* **TASK DESCRIPTION**
Please rewrite every item below with "one point per instance" swapped for "a single point for each instance" and everything else left unchanged.

* **ENTRIES PROVIDED**
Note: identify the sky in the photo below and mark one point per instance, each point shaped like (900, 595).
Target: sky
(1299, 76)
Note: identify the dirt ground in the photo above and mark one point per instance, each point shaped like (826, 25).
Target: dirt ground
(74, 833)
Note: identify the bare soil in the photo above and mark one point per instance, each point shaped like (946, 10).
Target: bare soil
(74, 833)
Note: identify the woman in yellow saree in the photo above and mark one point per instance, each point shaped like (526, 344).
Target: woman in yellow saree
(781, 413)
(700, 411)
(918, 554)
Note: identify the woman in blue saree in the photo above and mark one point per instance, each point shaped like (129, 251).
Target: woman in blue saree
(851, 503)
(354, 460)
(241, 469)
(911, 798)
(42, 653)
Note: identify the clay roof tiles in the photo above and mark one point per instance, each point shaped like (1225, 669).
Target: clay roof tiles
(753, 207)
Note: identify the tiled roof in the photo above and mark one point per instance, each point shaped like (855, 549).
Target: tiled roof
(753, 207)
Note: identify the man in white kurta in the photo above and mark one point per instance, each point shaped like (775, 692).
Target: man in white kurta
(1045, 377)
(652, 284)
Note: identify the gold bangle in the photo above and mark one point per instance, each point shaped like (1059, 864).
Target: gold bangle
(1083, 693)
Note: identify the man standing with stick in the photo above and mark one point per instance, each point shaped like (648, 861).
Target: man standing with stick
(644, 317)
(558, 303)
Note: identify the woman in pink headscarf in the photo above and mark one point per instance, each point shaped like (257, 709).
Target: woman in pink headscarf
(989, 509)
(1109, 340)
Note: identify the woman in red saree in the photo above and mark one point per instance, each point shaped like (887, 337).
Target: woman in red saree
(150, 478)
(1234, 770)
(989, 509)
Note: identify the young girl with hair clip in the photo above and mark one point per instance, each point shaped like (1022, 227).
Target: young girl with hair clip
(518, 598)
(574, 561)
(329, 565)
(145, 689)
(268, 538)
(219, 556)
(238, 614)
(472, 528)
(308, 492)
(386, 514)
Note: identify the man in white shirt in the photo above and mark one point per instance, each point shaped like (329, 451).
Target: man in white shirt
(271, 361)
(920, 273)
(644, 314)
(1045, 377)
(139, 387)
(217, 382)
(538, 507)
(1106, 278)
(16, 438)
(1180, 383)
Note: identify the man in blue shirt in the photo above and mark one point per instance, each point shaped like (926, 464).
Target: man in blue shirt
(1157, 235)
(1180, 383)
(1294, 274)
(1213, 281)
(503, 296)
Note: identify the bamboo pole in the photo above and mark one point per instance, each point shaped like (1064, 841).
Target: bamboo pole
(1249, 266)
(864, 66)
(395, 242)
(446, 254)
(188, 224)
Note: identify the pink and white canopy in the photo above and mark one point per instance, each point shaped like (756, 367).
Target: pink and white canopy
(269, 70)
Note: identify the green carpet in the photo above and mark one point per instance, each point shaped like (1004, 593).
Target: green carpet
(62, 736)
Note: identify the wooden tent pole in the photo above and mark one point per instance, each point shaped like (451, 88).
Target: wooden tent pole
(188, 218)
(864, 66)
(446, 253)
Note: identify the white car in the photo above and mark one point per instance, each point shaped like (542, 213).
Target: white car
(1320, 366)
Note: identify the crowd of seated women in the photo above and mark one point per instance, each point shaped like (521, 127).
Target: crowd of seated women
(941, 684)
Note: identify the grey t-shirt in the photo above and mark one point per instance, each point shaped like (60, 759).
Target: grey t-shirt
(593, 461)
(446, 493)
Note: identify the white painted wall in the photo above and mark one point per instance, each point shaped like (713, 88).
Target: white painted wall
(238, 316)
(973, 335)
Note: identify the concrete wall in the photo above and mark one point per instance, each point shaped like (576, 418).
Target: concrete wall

* **FINISHED TASK**
Note: identify the sky in the photo below and mark a single point for each instance, each point shaped like (900, 595).
Target: sky
(1299, 76)
Note: identify the dirt ground in the photo above and mark a single point for each instance, each point shaped like (826, 25).
Target: dirt ground
(74, 833)
Note: identify the bare soil in the photo above and mark a single point for each instance, each point shaped like (946, 10).
Target: bare soil
(74, 833)
Note: identify the woman in yellow saree in the photo above and mark a single point for each instance, each point shaped like (526, 344).
Target: woman in yellow saree
(781, 413)
(700, 411)
(918, 554)
Note: identify the woman in blue saree in the photo above and mark a single point for each instance, each point shaped like (129, 251).
Target: woman in blue saree
(851, 503)
(354, 460)
(241, 469)
(911, 798)
(42, 653)
Note: identify the clay roof tiles in the photo above and mark a single point for each instance, each point shaped like (1225, 669).
Target: clay roof tiles
(753, 207)
Note: identify the tiled roof in the photo above and mark a single point for each instance, each point shaped like (855, 549).
Target: tiled roof
(753, 207)
Note: identify the man in white kurta in the photo above and mark a single point for each instance, each point shaped like (775, 692).
Target: man in white kurta
(1045, 377)
(652, 284)
Note: identify the gold bangle in the photo above and mark a single point for each instance, each point shaped like (1059, 864).
Target: gold bangle
(1083, 693)
Note: identify the man standing with stick in the photo above and mark a single point for each instance, each point shaped like (648, 861).
Target: man standing with stick
(644, 317)
(558, 303)
Note: identify the woman in pink headscarf in the photo above and mark a single point for each instance, each point shaped like (257, 709).
Target: woman in pink headscarf
(989, 509)
(1109, 340)
Note: identify the woman in red saree in the photo above and mark a single point for each instance, each point shaped like (887, 337).
Target: woman in red saree
(150, 478)
(1234, 770)
(989, 509)
Note: identify the young girl with hair clip in the photo above and mark a single point for each instance, each point shaped like (1022, 227).
Target: young girl with hair clip
(518, 598)
(574, 561)
(329, 565)
(145, 689)
(268, 538)
(219, 556)
(238, 614)
(472, 528)
(308, 492)
(386, 514)
Note: identify the man in white shirt in the photo above and mark a single point for each instance, each point shaped like (329, 451).
Target: man in white shirt
(271, 361)
(920, 273)
(644, 314)
(1045, 377)
(139, 387)
(217, 382)
(538, 507)
(1106, 278)
(16, 438)
(1180, 383)
Note: identify the man in blue shirt in the photo above and mark a single point for each instance, each point shaped like (926, 464).
Target: man in blue shirt
(1157, 235)
(1180, 383)
(1294, 274)
(1213, 281)
(503, 296)
Note: identify the bamboo pole in the photo above and mark a single point for each instance, each point shaped like (1064, 841).
Target: bamboo pole
(1249, 266)
(864, 66)
(395, 242)
(446, 254)
(188, 224)
Note: identify the pink and white canopy in the photo above and mark a single point for each instance, each point shaped like (756, 367).
Target: pink and white canopy
(269, 70)
Note: identify the green carpet in the photo above and mark a single point for each instance, each point shaped like (1004, 593).
Target: green carpet
(62, 736)
Note: identify the wooden tent pole in the photo above and mark a single point for each instance, each point shaped like (451, 88).
Target: wooden tent pole
(188, 218)
(864, 66)
(446, 253)
Note: identify the white car in the photo above and mark a single point for each instance, each point shaped like (542, 213).
Target: white car
(1320, 366)
Note: identify the crowd of seated women in the photo above and mark a single point for each instance, each point shaped like (521, 127).
Target: crowd of seated women
(941, 684)
Note: identify the grey t-shirt in the photo above and mark a single point for each instance, each point shaped like (60, 759).
Target: grey t-shirt
(593, 461)
(446, 493)
Note: identify the white painted wall in the photo above and mark a single point for each instance, each point shaped like (713, 88).
Target: white painted wall
(238, 316)
(973, 335)
Note: identify the concrete wall in the photo above and mark a single point for each instance, each point shaped like (576, 418).
Target: concrete wall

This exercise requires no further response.